Saved entries
::::
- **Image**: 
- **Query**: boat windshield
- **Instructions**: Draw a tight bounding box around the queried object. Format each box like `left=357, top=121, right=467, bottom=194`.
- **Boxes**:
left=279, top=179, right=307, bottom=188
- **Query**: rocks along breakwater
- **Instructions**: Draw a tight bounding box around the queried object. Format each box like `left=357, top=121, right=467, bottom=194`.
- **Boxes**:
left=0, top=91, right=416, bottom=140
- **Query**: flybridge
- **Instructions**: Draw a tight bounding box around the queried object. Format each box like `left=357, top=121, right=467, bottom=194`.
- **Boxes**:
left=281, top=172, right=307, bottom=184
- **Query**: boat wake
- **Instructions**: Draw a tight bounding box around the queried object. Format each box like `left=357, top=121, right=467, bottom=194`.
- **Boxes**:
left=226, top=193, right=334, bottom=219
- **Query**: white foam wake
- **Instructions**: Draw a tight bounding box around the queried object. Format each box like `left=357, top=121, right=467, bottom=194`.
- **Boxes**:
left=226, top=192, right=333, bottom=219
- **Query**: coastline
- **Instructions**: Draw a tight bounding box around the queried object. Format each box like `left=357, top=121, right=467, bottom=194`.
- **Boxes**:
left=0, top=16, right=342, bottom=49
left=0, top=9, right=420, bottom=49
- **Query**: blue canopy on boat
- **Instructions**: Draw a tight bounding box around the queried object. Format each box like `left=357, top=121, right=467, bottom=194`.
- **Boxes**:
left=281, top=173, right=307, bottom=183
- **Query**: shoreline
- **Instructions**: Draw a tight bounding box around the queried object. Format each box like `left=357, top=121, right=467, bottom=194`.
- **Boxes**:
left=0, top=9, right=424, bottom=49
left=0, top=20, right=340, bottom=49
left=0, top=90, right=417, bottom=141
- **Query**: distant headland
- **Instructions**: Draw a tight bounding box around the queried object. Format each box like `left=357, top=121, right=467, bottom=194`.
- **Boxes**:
::::
# EXERCISE DESCRIPTION:
Render every line of the records above as a JSON list of strings, with one string per line and no blank lines.

# COMPLETE RESPONSE:
[
  "- **Image**: ",
  "- **Query**: boat windshield",
  "- **Instructions**: Draw a tight bounding box around the queried object. Format each box like `left=357, top=121, right=467, bottom=194`.",
  "- **Boxes**:",
  "left=279, top=179, right=307, bottom=188",
  "- **Query**: rocks along breakwater",
  "- **Instructions**: Draw a tight bounding box around the queried object. Format each box like `left=357, top=121, right=467, bottom=194`.",
  "- **Boxes**:",
  "left=0, top=91, right=416, bottom=140",
  "- **Query**: flybridge",
  "- **Instructions**: Draw a tight bounding box around the queried object. Format each box like `left=357, top=121, right=467, bottom=194`.",
  "- **Boxes**:",
  "left=281, top=172, right=307, bottom=184",
  "- **Query**: boat wake",
  "- **Instructions**: Draw a tight bounding box around the queried object. Format each box like `left=357, top=121, right=467, bottom=194`.",
  "- **Boxes**:",
  "left=226, top=193, right=334, bottom=219",
  "- **Query**: white foam wake",
  "- **Instructions**: Draw a tight bounding box around the queried object. Format each box like `left=357, top=121, right=467, bottom=194`.",
  "- **Boxes**:",
  "left=226, top=192, right=333, bottom=219",
  "- **Query**: coastline",
  "- **Instructions**: Draw a tight bounding box around the queried object. Format each box like `left=357, top=121, right=467, bottom=194`.",
  "- **Boxes**:",
  "left=0, top=16, right=342, bottom=49",
  "left=0, top=9, right=420, bottom=49",
  "- **Query**: blue canopy on boat",
  "- **Instructions**: Draw a tight bounding box around the queried object. Format each box like `left=357, top=121, right=467, bottom=194`.",
  "- **Boxes**:",
  "left=281, top=173, right=307, bottom=183",
  "- **Query**: shoreline",
  "- **Instructions**: Draw a tight bounding box around the queried object. Format each box like `left=357, top=121, right=467, bottom=194`.",
  "- **Boxes**:",
  "left=0, top=9, right=424, bottom=49",
  "left=0, top=20, right=340, bottom=49",
  "left=0, top=90, right=417, bottom=141",
  "- **Query**: distant headland",
  "- **Instructions**: Draw a tight bounding box around the queried object. Format each box like `left=357, top=121, right=467, bottom=194`.",
  "- **Boxes**:"
]